RECORDS FOR PROCESSING:
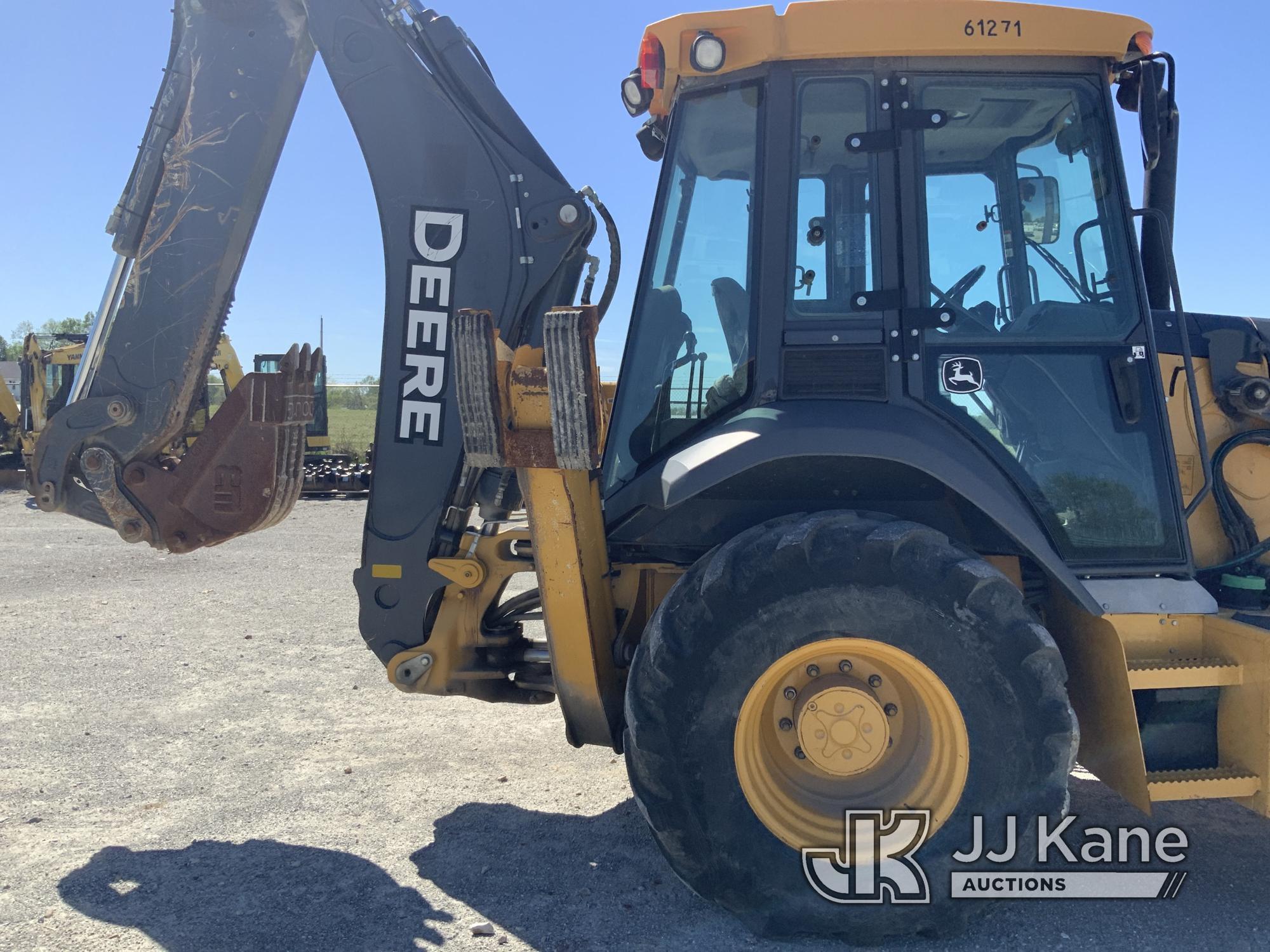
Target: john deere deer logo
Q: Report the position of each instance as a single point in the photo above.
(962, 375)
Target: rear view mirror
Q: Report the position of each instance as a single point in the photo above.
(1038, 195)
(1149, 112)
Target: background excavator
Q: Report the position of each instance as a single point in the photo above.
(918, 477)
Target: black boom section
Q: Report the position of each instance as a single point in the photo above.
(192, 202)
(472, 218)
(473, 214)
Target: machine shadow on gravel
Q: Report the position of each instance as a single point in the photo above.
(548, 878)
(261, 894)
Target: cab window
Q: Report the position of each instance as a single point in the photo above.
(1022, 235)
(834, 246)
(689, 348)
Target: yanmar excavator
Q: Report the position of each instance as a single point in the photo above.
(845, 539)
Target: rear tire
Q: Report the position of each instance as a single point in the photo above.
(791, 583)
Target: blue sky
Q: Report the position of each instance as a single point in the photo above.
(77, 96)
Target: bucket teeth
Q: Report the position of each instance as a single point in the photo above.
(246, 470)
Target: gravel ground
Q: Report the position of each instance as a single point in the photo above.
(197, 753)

TASK DESCRIPTION: Quote the data exactly, leaving every image out of the copy.

RESULT:
Target: john deere deer logo
Q: Report the position of each instance as a single point in the photo above.
(962, 375)
Target: rear view mirror
Q: Report the position of each instance as a single point in the photo above.
(1038, 195)
(1149, 112)
Target: background excavator
Q: Report the position of each instance as a single point in the photo above.
(918, 477)
Target: black boom section
Q: Report the position of each instance as a single point in the photo above.
(192, 202)
(472, 218)
(473, 214)
Target: machine shadow on gravel
Q: Report the position of each instance as a single point in the photo above.
(548, 878)
(261, 894)
Target: cab window
Q: Report the position of each instance as a single point in the photo above.
(1022, 235)
(834, 246)
(689, 348)
Target: yanmar excavator
Q: Report the position of each instance as a single point in the photo above.
(845, 539)
Target: rear tire
Q: Report the position of each instance as a single point in the photo above.
(791, 583)
Target: blue sky
Q: Report the position of each instance as a single point in the photo above.
(77, 96)
Target: bucket teeth
Q: Report the position of each instance as a single point in the photo above.
(246, 470)
Target: gravel ground
Q: Report the position of each instance as a single point in the photo above.
(197, 753)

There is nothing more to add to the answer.